- _PROBLEM DESCRIPTION_: Put the lines of the data below, from the line containing "Now, which portion of the image is the gray" through the end of the data, inclusive, into a Markdown table with the columns No. and Content, numbering each row and leaving out blank lines. Include no other lines.

- _EXTRACTED MATERIAL_:
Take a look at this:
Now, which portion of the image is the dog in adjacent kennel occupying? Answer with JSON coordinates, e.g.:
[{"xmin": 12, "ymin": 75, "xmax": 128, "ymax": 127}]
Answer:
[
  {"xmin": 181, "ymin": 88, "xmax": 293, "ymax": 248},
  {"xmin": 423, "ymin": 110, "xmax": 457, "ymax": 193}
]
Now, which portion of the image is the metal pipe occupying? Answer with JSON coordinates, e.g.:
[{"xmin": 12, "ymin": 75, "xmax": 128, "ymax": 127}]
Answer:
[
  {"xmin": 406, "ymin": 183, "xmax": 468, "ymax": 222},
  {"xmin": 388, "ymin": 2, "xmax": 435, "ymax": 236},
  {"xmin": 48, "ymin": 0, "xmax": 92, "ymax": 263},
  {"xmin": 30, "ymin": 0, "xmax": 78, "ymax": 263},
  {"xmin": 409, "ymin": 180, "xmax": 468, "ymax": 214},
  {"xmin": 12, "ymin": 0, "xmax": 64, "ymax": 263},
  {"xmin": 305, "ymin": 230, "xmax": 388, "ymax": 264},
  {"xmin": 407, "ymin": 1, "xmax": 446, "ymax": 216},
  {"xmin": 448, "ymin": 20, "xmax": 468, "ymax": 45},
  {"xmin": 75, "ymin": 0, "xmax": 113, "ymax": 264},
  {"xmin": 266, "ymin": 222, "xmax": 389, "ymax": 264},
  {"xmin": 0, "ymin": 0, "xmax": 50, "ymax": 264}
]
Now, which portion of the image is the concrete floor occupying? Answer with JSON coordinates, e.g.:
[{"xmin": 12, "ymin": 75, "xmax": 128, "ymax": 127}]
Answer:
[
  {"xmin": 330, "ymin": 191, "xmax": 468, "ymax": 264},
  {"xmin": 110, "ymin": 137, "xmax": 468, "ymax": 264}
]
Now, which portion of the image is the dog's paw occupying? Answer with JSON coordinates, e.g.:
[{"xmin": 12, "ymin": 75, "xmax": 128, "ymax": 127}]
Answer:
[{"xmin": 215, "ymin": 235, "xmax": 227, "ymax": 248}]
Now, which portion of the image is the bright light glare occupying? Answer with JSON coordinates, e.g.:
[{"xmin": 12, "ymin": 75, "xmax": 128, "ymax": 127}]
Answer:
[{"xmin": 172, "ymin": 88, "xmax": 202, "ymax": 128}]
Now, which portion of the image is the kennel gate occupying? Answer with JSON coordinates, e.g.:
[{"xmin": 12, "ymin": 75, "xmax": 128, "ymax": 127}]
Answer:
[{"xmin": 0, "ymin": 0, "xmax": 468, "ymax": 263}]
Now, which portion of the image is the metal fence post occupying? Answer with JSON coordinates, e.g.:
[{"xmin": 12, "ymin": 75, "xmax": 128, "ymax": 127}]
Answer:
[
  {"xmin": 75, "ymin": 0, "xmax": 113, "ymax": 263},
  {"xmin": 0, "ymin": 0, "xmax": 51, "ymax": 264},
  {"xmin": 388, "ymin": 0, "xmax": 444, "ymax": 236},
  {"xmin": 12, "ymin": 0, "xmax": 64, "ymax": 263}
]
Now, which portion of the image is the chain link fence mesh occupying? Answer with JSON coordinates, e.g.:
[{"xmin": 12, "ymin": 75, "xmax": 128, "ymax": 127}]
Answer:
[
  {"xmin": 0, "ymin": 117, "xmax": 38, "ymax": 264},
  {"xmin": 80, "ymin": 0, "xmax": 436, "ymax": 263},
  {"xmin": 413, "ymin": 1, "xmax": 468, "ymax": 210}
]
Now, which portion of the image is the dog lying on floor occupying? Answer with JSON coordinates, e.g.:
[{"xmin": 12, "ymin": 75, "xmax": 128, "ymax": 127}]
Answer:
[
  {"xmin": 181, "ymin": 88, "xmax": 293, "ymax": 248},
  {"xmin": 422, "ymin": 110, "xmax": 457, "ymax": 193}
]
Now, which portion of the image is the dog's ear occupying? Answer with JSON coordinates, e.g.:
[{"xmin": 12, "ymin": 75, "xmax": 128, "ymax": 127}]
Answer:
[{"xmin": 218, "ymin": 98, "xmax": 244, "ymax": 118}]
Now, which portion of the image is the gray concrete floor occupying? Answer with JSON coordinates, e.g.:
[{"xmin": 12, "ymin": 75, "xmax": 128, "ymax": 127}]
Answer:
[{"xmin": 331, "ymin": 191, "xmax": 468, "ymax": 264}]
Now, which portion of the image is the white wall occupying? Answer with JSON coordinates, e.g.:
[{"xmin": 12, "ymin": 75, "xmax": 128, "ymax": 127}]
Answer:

- _ANSWER FOR THIS EXERCISE_:
| No. | Content |
|---|---|
| 1 | Now, which portion of the image is the gray concrete floor occupying? Answer with JSON coordinates, e.g.: |
| 2 | [{"xmin": 12, "ymin": 75, "xmax": 128, "ymax": 127}] |
| 3 | Answer: |
| 4 | [{"xmin": 331, "ymin": 191, "xmax": 468, "ymax": 264}] |
| 5 | Now, which portion of the image is the white wall occupying? Answer with JSON coordinates, e.g.: |
| 6 | [{"xmin": 12, "ymin": 75, "xmax": 128, "ymax": 127}] |
| 7 | Answer: |